*** Exercise material
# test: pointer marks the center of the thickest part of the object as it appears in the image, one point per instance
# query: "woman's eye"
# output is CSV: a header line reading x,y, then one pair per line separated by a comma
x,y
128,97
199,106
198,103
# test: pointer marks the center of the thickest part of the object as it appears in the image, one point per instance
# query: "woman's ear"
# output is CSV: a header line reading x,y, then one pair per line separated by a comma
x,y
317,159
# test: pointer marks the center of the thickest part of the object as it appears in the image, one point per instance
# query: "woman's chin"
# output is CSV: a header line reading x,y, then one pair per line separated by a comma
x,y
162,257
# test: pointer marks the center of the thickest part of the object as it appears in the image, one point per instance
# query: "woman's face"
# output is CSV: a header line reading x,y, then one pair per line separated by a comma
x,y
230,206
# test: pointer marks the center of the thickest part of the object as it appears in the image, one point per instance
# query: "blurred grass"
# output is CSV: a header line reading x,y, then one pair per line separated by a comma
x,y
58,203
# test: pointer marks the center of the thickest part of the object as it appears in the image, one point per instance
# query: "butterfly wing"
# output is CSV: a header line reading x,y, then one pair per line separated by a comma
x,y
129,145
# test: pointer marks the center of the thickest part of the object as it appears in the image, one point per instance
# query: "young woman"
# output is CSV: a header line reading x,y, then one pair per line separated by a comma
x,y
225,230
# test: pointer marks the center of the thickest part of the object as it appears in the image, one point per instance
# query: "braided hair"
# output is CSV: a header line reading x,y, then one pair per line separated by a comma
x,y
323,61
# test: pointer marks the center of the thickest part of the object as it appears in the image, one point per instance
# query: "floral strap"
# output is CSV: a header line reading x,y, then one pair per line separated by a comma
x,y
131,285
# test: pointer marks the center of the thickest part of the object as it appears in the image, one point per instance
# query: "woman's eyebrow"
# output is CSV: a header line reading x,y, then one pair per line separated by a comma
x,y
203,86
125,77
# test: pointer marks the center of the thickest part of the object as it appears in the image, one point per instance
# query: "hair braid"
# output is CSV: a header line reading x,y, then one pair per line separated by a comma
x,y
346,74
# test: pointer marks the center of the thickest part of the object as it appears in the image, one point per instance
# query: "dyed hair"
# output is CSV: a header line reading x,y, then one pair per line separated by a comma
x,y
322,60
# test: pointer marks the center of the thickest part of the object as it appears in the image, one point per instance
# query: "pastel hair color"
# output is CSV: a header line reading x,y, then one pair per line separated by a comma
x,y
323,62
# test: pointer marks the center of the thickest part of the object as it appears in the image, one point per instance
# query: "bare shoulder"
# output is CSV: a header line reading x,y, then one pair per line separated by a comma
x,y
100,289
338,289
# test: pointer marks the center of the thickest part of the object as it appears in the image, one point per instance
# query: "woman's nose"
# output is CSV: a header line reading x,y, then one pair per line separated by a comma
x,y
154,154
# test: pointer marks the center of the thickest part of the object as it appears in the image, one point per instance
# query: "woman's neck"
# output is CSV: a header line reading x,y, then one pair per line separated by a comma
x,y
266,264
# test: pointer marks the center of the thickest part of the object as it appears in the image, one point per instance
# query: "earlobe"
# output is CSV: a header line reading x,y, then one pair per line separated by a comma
******
▸ **Requirements**
Reproduce the data, keeping every line exactly the same.

▸ **Completed task**
# test: pointer marks the center of the thickest part of the object as it appears in the image, one point per instance
# query: "woman's eye"
# output is CSV: a header line reading x,y, then one pair per line separated by a comma
x,y
128,97
199,106
198,103
# test: pointer marks the center of the thickest part of the object as it appears in the image, one point per instance
# query: "woman's ear"
# output is CSV: a header line reading x,y, then one pair per line separated by a comma
x,y
317,159
# test: pointer marks the center of the thickest part of the object as it appears in the image, one point per instance
# query: "woman's chin"
# output is CSV: a header line reading x,y, then one pair per line separated by a comma
x,y
162,257
# test: pointer marks the center of the thickest part of the object as it appears in the image, one point per instance
# query: "woman's face"
# output is CSV: a header line reading x,y, then one pair per line separated by a comma
x,y
230,206
# test: pointer marks the center of the thickest part of the object as it appears in the image, one point per instance
# query: "blurred grass"
# output is CSV: a header line reading x,y, then one pair per line separated by a comma
x,y
58,203
# test: pointer marks the center of the thickest part of the object as it appears in the image, one point per instance
# query: "butterfly wing"
# output is CSV: a header line reading x,y, then one pair per line separated by a comma
x,y
129,145
# test: pointer marks the center of the thickest part of the object as it appears in the image, one point per instance
# query: "young woman"
# output is CSV: a header line reading x,y, then one pair per line separated by a comma
x,y
225,230
# test: pointer marks the center of the thickest part of the object as it appears in the image, one point per instance
# query: "braided hair"
# output is CSV: a header line reading x,y, then one pair per line separated by a comma
x,y
323,61
# test: pointer marks the center of the thickest part of the object as it appears in the image, one point per instance
# query: "floral strap"
# output is CSV: a header line reading x,y, then one pair per line separated by a comma
x,y
131,285
# test: pointer marks the center of the thickest part of the object as it appears in the image, one point per instance
# query: "woman's eyebrow"
# output is CSV: a header line reading x,y, then one pair per line separated by a comma
x,y
203,86
125,77
# test: pointer marks the center of the thickest part of the object as it appears in the image, one point per instance
# query: "hair braid"
# output is CSV: a header line reading x,y, then one pair per line separated by a comma
x,y
346,74
# test: pointer marks the center of the thickest part of the object as it appears in the image, one point per instance
# query: "dyed hair"
# output is CSV: a header line reading x,y, then one pair per line separated by a comma
x,y
322,60
# test: pointer marks the center of the thickest part of the object as it appears in the image, one point per instance
# query: "pastel hair color"
# output is CSV: a header line reading x,y, then one pair per line separated by a comma
x,y
323,62
# test: pointer marks the center of the thickest part of the object as it appears in the image, one point per instance
# query: "bare shoulder"
# output is CSV: a header line reading x,y, then one pair per line separated by a comma
x,y
100,289
338,289
# test: pointer marks the center of the thickest part of the object as it appears in the image, one point per instance
# query: "woman's nose"
# output is CSV: a header line reading x,y, then one pair per line separated by a comma
x,y
154,154
# test: pointer marks the center of the thickest part of the object as it appears in the image, one point per instance
# query: "woman's neck"
# output is CSV: a header line reading x,y, then one pair per line separated by a comma
x,y
266,264
# test: pointer marks the center of the thickest part of the object as it appears in the image, one point per instance
# query: "earlobe"
# output is CSV: a header line reading x,y, then one pair per line separated by a comma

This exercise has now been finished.